> **Instructions for the task**
Rewrite the stretch from the start of the records through the line containing "POLYGON ((256 4, 0 1, 0 142, 253 143, 256 4))", putting "thick smoke" in place of "dense smoke" and leaving everything else the same.

START

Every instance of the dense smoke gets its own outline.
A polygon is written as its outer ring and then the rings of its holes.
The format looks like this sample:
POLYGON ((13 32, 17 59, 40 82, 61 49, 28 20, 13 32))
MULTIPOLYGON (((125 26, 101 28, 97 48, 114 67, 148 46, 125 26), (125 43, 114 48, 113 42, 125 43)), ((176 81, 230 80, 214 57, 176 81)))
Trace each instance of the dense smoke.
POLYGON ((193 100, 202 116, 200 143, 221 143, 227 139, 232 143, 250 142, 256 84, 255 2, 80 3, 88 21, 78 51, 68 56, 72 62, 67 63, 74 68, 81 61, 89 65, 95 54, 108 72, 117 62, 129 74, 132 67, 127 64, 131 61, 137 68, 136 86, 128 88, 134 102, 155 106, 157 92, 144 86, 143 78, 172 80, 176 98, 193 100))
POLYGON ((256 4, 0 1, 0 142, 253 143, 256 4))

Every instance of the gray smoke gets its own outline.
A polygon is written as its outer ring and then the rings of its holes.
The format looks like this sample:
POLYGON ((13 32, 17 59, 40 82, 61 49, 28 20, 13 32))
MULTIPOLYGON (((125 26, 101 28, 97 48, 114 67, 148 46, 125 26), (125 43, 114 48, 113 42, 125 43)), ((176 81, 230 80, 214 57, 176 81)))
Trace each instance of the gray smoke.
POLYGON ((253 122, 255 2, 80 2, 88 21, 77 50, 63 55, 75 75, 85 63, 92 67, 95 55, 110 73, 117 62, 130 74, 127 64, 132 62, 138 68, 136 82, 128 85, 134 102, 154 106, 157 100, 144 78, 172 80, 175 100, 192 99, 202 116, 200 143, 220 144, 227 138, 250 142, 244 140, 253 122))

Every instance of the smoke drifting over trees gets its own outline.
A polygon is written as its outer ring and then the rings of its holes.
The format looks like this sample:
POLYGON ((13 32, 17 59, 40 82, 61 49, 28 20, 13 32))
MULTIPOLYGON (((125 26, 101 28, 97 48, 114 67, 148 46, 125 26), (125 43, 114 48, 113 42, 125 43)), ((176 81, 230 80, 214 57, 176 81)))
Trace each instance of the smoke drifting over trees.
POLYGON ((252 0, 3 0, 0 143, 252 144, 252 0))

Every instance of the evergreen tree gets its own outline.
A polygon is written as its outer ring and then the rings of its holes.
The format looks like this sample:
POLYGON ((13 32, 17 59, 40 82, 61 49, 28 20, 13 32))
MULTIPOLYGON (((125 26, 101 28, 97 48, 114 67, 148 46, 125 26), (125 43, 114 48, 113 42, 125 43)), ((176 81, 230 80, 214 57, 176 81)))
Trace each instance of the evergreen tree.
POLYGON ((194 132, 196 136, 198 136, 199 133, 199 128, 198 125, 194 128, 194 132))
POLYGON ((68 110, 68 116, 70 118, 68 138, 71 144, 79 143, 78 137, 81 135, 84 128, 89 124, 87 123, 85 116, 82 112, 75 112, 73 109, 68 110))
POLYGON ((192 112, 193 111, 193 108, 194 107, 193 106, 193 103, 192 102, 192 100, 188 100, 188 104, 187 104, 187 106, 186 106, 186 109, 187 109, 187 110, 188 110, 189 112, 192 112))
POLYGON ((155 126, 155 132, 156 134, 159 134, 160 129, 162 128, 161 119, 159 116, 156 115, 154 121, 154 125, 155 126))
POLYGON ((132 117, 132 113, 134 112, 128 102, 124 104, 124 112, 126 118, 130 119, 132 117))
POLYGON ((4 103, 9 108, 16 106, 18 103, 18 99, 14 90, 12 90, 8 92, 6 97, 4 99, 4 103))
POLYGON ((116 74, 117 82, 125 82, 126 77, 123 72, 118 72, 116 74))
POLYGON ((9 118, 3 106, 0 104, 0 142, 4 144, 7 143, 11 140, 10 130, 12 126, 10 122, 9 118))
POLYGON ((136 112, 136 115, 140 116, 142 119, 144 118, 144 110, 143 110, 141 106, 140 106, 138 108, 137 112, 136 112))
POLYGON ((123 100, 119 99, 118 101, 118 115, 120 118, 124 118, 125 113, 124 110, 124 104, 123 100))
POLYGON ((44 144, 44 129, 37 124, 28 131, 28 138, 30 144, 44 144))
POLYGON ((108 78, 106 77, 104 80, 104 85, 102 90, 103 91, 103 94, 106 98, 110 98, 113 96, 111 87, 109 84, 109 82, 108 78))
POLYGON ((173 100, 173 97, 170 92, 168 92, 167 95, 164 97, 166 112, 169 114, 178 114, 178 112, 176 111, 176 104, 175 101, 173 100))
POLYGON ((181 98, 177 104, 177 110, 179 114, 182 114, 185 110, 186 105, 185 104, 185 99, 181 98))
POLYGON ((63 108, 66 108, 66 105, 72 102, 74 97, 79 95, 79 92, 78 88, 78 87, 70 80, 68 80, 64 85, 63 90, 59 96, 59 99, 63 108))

END

> **The response**
Every instance of the thick smoke gets its own outline.
A polygon is written as its outer ring and then the rings of its holes.
The format looks like this sample:
POLYGON ((13 32, 17 59, 40 82, 61 49, 28 20, 13 32))
MULTIPOLYGON (((125 26, 101 28, 97 48, 114 67, 148 46, 125 26), (125 43, 114 48, 113 42, 125 43)), ((176 81, 230 80, 214 57, 176 81)))
Trace each instance of the thick smoke.
POLYGON ((193 100, 202 116, 200 143, 221 143, 227 139, 232 143, 250 142, 256 84, 255 2, 80 3, 88 21, 78 51, 68 56, 72 62, 67 63, 74 68, 81 61, 89 65, 95 54, 108 72, 117 62, 129 74, 132 67, 127 64, 131 61, 137 68, 136 86, 128 88, 134 102, 155 106, 157 92, 144 86, 143 78, 172 80, 176 98, 193 100))
POLYGON ((256 4, 0 1, 0 142, 253 143, 256 4))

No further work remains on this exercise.